What the task requires:
Read the data below. Every line holding the string "region" must be copied.

Source data:

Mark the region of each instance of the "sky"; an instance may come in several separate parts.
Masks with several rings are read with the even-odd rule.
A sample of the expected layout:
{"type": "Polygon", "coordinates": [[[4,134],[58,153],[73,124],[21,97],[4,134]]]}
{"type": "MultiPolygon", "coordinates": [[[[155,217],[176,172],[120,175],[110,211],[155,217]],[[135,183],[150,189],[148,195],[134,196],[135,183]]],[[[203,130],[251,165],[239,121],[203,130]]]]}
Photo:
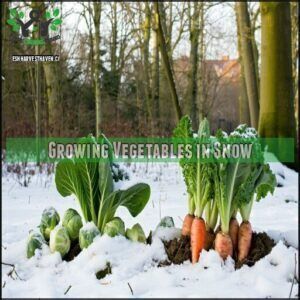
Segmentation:
{"type": "MultiPolygon", "coordinates": [[[[183,5],[179,3],[178,5],[183,5]]],[[[229,55],[230,58],[237,58],[236,47],[236,23],[233,3],[219,3],[211,7],[205,15],[206,23],[206,44],[207,44],[207,59],[218,59],[224,55],[229,55]]],[[[79,33],[87,33],[87,26],[82,12],[82,5],[78,2],[64,2],[62,4],[63,25],[62,39],[64,44],[71,45],[72,41],[76,41],[79,33]]],[[[174,12],[175,14],[175,12],[174,12]]],[[[102,18],[101,32],[107,35],[110,31],[110,24],[107,18],[102,18]]],[[[178,35],[178,26],[174,26],[173,39],[178,35]]],[[[174,50],[174,58],[189,55],[190,49],[189,36],[186,33],[183,39],[174,50]]],[[[73,45],[76,47],[76,44],[73,45]]],[[[70,47],[69,53],[72,53],[70,47]]]]}

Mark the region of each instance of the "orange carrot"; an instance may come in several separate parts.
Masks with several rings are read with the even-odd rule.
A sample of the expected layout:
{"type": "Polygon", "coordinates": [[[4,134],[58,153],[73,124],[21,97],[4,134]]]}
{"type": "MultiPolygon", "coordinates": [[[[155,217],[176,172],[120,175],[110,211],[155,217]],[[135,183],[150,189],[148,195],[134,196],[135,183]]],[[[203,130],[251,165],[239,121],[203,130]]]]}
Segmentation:
{"type": "Polygon", "coordinates": [[[250,222],[243,221],[241,223],[238,237],[238,259],[242,261],[248,256],[251,246],[252,227],[250,222]]]}
{"type": "Polygon", "coordinates": [[[220,254],[223,259],[227,256],[232,256],[233,247],[232,241],[228,234],[219,231],[215,239],[215,250],[220,254]]]}
{"type": "Polygon", "coordinates": [[[204,247],[205,238],[205,222],[202,218],[195,217],[191,227],[191,250],[193,264],[199,260],[200,252],[204,247]]]}
{"type": "Polygon", "coordinates": [[[194,216],[191,214],[187,214],[184,217],[181,234],[182,235],[191,235],[191,227],[194,220],[194,216]]]}
{"type": "Polygon", "coordinates": [[[236,218],[231,218],[229,223],[229,236],[232,240],[233,251],[237,251],[239,235],[239,223],[236,218]]]}

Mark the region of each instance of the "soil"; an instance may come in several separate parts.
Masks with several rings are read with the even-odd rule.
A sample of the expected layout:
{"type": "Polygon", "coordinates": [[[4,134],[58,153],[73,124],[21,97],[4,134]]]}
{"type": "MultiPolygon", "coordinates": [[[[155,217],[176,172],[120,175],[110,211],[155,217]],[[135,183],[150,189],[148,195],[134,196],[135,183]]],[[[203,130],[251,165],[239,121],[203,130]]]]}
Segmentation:
{"type": "Polygon", "coordinates": [[[64,257],[65,261],[71,261],[73,260],[79,253],[81,252],[79,243],[72,243],[70,247],[70,251],[66,254],[64,257]]]}
{"type": "MultiPolygon", "coordinates": [[[[163,243],[168,260],[160,262],[159,267],[168,266],[172,263],[182,264],[186,260],[191,260],[189,236],[181,236],[180,239],[175,238],[163,243]]],[[[244,264],[250,267],[253,266],[255,262],[268,255],[274,246],[275,242],[265,232],[253,232],[250,253],[242,262],[235,259],[236,268],[240,268],[244,264]]]]}
{"type": "Polygon", "coordinates": [[[274,240],[265,232],[253,232],[249,255],[245,260],[236,262],[236,268],[238,269],[244,264],[252,267],[258,260],[268,255],[274,246],[274,240]]]}
{"type": "Polygon", "coordinates": [[[191,260],[190,237],[181,236],[170,241],[163,241],[168,261],[161,262],[159,266],[182,264],[186,260],[191,260]]]}

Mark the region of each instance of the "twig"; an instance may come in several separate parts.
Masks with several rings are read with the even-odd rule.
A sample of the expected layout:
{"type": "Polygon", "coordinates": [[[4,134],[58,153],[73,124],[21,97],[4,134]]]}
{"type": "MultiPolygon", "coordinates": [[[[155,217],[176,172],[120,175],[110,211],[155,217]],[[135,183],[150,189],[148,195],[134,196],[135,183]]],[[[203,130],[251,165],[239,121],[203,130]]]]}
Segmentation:
{"type": "Polygon", "coordinates": [[[2,264],[2,265],[5,265],[5,266],[8,266],[8,267],[12,267],[12,269],[7,273],[7,276],[10,276],[12,279],[15,280],[15,278],[13,278],[13,276],[12,276],[12,274],[15,273],[16,276],[17,276],[20,280],[25,281],[25,279],[21,278],[21,277],[19,276],[19,274],[17,273],[17,271],[16,271],[16,266],[15,266],[14,264],[9,264],[9,263],[5,263],[5,262],[1,262],[1,264],[2,264]]]}
{"type": "Polygon", "coordinates": [[[6,281],[3,282],[2,288],[4,289],[6,285],[6,281]]]}
{"type": "Polygon", "coordinates": [[[9,266],[9,267],[15,267],[15,265],[13,264],[9,264],[9,263],[5,263],[5,262],[1,262],[2,265],[5,265],[5,266],[9,266]]]}
{"type": "Polygon", "coordinates": [[[3,246],[3,245],[1,245],[2,246],[2,248],[4,249],[4,250],[6,250],[7,249],[7,247],[5,247],[5,246],[3,246]]]}
{"type": "Polygon", "coordinates": [[[67,295],[68,291],[71,289],[71,285],[68,286],[68,288],[66,289],[66,291],[64,292],[64,295],[67,295]]]}
{"type": "Polygon", "coordinates": [[[133,290],[132,290],[132,288],[131,288],[131,286],[130,286],[129,282],[127,282],[127,284],[128,284],[128,286],[129,286],[129,288],[130,288],[130,292],[131,292],[131,294],[132,294],[132,296],[133,296],[133,290]]]}
{"type": "Polygon", "coordinates": [[[292,296],[292,291],[293,291],[293,287],[294,287],[294,283],[295,283],[296,268],[297,268],[297,256],[296,256],[296,253],[295,253],[295,270],[294,270],[294,276],[293,276],[293,280],[292,280],[292,286],[291,286],[291,290],[290,290],[290,294],[289,294],[289,299],[292,296]]]}

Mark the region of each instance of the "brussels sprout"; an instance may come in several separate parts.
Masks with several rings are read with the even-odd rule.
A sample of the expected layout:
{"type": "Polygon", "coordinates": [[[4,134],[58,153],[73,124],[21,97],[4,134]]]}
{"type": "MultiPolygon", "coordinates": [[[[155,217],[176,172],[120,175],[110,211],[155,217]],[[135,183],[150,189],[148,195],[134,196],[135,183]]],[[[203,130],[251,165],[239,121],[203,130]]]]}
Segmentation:
{"type": "Polygon", "coordinates": [[[56,226],[50,233],[50,250],[59,252],[64,257],[70,250],[71,241],[67,229],[63,226],[56,226]]]}
{"type": "Polygon", "coordinates": [[[88,222],[81,227],[79,230],[80,249],[87,248],[97,235],[100,235],[100,231],[93,222],[88,222]]]}
{"type": "Polygon", "coordinates": [[[46,244],[44,237],[39,232],[31,232],[27,239],[27,258],[34,256],[36,249],[42,249],[46,244]]]}
{"type": "Polygon", "coordinates": [[[115,217],[110,222],[106,223],[103,232],[111,237],[125,235],[125,224],[121,218],[115,217]]]}
{"type": "Polygon", "coordinates": [[[69,208],[63,217],[62,225],[67,229],[71,241],[78,239],[79,230],[82,227],[81,216],[78,212],[69,208]]]}
{"type": "Polygon", "coordinates": [[[49,241],[50,232],[59,223],[59,220],[59,214],[54,207],[44,209],[39,227],[46,241],[49,241]]]}
{"type": "Polygon", "coordinates": [[[134,242],[146,242],[146,236],[140,224],[135,224],[131,229],[127,228],[126,237],[134,242]]]}
{"type": "Polygon", "coordinates": [[[159,222],[159,224],[157,225],[156,229],[158,227],[174,227],[174,221],[172,217],[166,216],[164,218],[162,218],[159,222]]]}

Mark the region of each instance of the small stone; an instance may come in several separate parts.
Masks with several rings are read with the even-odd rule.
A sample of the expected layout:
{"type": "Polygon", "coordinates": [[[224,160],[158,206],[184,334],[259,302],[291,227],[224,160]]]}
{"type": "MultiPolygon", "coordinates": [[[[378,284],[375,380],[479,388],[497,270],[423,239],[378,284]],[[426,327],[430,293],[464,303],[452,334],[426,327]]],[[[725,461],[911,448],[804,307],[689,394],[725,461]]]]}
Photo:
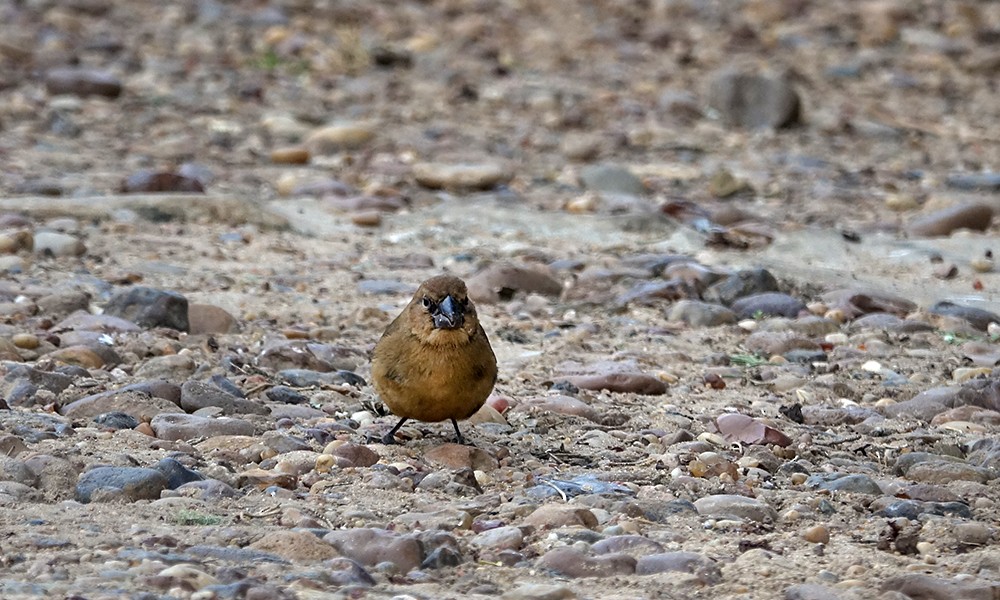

Result of the task:
Mark the region of each instance of the "sky"; an instance may come in several separate parts.
Mark the region of each instance of the "orange carrot"; an instance may come in several separate parts.
Mark the region of each instance of the "soil"; an instance may come in several separate parts.
Mark the region of each instance of the "twig"; an instance may come in several separate parts.
Mark the region of each instance of the "brussels sprout"; an instance may come in several separate parts.
Mark the region of each instance of the small stone; an instance may come in several separate parts.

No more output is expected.